─── Excerpted data ───

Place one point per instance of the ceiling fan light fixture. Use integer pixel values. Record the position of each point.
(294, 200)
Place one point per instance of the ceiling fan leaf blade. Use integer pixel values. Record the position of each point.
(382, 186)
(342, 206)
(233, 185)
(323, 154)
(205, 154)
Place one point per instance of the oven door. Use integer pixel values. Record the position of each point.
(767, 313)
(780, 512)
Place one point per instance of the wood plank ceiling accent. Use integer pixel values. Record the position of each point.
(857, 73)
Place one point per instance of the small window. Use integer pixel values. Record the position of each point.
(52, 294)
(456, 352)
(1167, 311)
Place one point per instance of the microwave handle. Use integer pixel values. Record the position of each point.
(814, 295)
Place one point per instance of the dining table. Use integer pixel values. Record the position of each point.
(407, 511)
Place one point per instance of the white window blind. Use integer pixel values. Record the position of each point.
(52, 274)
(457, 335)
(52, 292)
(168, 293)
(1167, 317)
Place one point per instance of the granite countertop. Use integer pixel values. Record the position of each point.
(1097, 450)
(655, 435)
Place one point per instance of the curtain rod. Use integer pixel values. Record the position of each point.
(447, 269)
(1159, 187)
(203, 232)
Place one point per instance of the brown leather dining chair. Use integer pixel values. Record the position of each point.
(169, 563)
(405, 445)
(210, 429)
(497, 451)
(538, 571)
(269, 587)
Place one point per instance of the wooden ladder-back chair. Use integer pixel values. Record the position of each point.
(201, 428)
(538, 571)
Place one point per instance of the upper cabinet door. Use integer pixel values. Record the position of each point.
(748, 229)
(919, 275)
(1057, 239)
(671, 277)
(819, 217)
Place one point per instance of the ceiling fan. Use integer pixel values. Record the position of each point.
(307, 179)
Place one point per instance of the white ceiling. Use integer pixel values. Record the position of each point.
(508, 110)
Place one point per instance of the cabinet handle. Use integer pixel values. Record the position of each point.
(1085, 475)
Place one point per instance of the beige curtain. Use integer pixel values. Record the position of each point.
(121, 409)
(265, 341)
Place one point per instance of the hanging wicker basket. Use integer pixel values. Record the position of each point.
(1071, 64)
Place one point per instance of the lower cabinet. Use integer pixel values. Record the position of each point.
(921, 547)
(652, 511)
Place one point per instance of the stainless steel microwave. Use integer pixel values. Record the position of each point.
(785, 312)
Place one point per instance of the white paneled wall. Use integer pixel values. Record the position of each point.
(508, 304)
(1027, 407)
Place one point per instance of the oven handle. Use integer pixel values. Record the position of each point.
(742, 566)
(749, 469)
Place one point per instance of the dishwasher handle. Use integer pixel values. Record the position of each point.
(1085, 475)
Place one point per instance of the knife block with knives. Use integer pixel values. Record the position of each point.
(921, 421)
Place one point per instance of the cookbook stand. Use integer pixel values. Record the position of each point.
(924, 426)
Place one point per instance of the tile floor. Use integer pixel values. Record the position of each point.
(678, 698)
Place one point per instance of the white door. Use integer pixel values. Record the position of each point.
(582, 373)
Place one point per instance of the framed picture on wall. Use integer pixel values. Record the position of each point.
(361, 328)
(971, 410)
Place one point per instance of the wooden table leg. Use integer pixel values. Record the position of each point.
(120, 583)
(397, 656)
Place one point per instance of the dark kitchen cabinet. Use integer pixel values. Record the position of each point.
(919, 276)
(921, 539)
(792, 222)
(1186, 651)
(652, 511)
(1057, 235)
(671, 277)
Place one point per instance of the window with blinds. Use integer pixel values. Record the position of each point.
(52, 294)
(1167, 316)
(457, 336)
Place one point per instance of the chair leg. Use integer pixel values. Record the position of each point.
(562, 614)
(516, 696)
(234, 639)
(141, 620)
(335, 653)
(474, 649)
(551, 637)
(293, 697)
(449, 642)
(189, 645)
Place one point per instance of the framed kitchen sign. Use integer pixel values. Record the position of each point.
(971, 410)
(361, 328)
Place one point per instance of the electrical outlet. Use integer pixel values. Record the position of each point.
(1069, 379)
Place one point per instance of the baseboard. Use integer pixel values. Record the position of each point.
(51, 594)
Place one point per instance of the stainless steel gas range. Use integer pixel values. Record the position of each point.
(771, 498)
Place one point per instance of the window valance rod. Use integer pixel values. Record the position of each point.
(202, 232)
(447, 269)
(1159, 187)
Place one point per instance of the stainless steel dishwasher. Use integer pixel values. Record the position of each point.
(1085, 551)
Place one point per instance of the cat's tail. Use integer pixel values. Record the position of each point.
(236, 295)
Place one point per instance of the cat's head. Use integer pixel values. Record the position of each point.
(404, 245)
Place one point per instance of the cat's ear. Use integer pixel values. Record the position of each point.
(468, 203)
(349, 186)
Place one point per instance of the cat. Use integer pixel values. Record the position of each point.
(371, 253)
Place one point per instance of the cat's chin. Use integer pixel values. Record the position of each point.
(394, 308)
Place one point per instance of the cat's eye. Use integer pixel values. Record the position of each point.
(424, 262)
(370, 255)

───

Task statement: An exact transcription of all the material above is the expected answer.

Solution for this exercise:
Place one point per instance of the ceiling fan light fixture. Use integer pixel values. Record the position of each point.
(294, 200)
Place one point per instance of the ceiling fan leaf blade. Use integer pixel values. Record the position of each point.
(382, 186)
(342, 206)
(233, 185)
(323, 154)
(205, 154)
Place one point per instance of the oven door. Use integer pixel values. Record the position of each point.
(767, 313)
(780, 512)
Place one point per instance of the wood plank ceiling accent. Use integer pixel values. Record the position of each point.
(857, 73)
Place one point per instance of the small window. Use integer pixel values. Record the position of each point.
(52, 294)
(456, 352)
(1167, 311)
Place one point per instance of the microwave handle. Use integer pixel values. Record the position of each point.
(814, 295)
Place one point per instance of the dining table. Use integer pixel values. Record the position of each point.
(407, 511)
Place one point per instance of the white window blind. Use integer pixel values. Record the position of each point.
(52, 274)
(457, 335)
(52, 292)
(168, 293)
(1167, 317)
Place one point per instance of the granite countertop. Use integer pixel values. Record the position of each point.
(1097, 450)
(655, 435)
Place one point per instance of the curtain rod. Use integer pixel values. Record the position of each point.
(447, 269)
(1159, 187)
(203, 232)
Place one point per instance of the brown leather dining chair. Use integer pixel values. Record the position of each point.
(169, 563)
(405, 445)
(210, 429)
(497, 451)
(538, 571)
(269, 587)
Place one point per instance of the wooden ladder-back chair. Use integer pixel values. Record the position of each point.
(201, 428)
(538, 571)
Place one point per instance of the upper cabinet door. Use integer pixel values. Record the position of each point.
(748, 229)
(919, 275)
(1057, 239)
(671, 277)
(819, 217)
Place one point per instance of the ceiling fan. Use integer pixel values. Record the position of each point.
(307, 179)
Place one point per instance of the white ceiling. Use integer pixel values. Record the position of each point.
(508, 110)
Place one point per instance of the cabinet handle. Use integer pixel values. Record the position of each point.
(1085, 475)
Place one point per instance of the beige curtain. Use integer pixel values. Record the position of each point.
(121, 409)
(265, 341)
Place one point per instance of the hanging wicker basket. Use integer pixel values. Record the position of each point.
(1071, 64)
Place one point per instance of the lower cabinet. Use integer pixel values. Record the position of each point.
(921, 547)
(652, 511)
Place one point per instance of the stainless steel microwave. Use integer pixel values. Record the position of each point.
(785, 312)
Place one point per instance of the white paneled wall. Use integer pixel values. Record the position of each point.
(508, 304)
(1027, 407)
Place one point per instance of the oven handle. Use integer pixel values. Record the position of each point.
(742, 566)
(749, 469)
Place one point per instance of the dishwasher handle. Use integer pixel values. Record the position of each point.
(1085, 475)
Place one point per instance of the knife block with knives. Use integer pixel values. Record the position of each point.
(921, 421)
Place one point per instance of the cookbook stand. Use integer pixel values. Record the position of each point.
(924, 426)
Place one point per instance of the tile floor. Use integer pixel values. Record the position of each point.
(678, 698)
Place one point per instance of the white door. Use integer pixel values. Record the position of each point.
(582, 373)
Place one point per instance of the framed picture on wall. Use integer pixel values. Record the position of each point.
(361, 328)
(971, 410)
Place one point per instance of the wooden table leg. Use integer pixel values. Record the position of each point.
(120, 583)
(397, 656)
Place one point per instance of the dark kitchen cabinet. Use integer pixel values. Record the position of each point.
(919, 276)
(921, 539)
(792, 222)
(1186, 651)
(652, 511)
(1057, 235)
(671, 277)
Place one point per instance of the window with blinds. Use integer pixel values. Record the position of each point.
(52, 294)
(1167, 316)
(457, 336)
Place one point per instance of the chair leg. Use integer pixel values. Record the position of each point.
(562, 614)
(516, 696)
(234, 639)
(141, 620)
(335, 653)
(474, 649)
(551, 637)
(293, 697)
(449, 642)
(189, 645)
Place one point per instance of the framed kitchen sign. Use integer pixel values. Record the position of each point.
(971, 410)
(361, 328)
Place one point per instance of the electrical outlet. Use integer pixel values. Record the position of each point.
(1069, 379)
Place one point per instance of the baseboard. Use integer pixel values. Record the position of each point.
(51, 594)
Place one point per instance of the stainless steel gas range. Use integer pixel values. Record the position of each point.
(771, 498)
Place one point per instance of the window valance rod. Use integer pixel values. Record the position of each point.
(202, 232)
(447, 269)
(1159, 187)
Place one point per instance of the stainless steel dishwasher. Use integer pixel values. Record the position of each point.
(1085, 551)
Place one point per instance of the cat's tail. Use integer pixel values. Record the position of each point.
(236, 295)
Place one point per instance of the cat's head. Use integer pixel values. Record the position of each point.
(404, 245)
Place one point per instance of the cat's ear. Use integer pixel values. Record the position of each point.
(468, 203)
(349, 186)
Place one point per instance of the cat. Use integer pixel values. Record the position of each point.
(371, 253)
Place one point per instance of the cat's chin. Use integer pixel values. Record the position of each point.
(394, 308)
Place one point per instance of the cat's eye. Use integer pixel values. Record the position of each point.
(424, 262)
(370, 255)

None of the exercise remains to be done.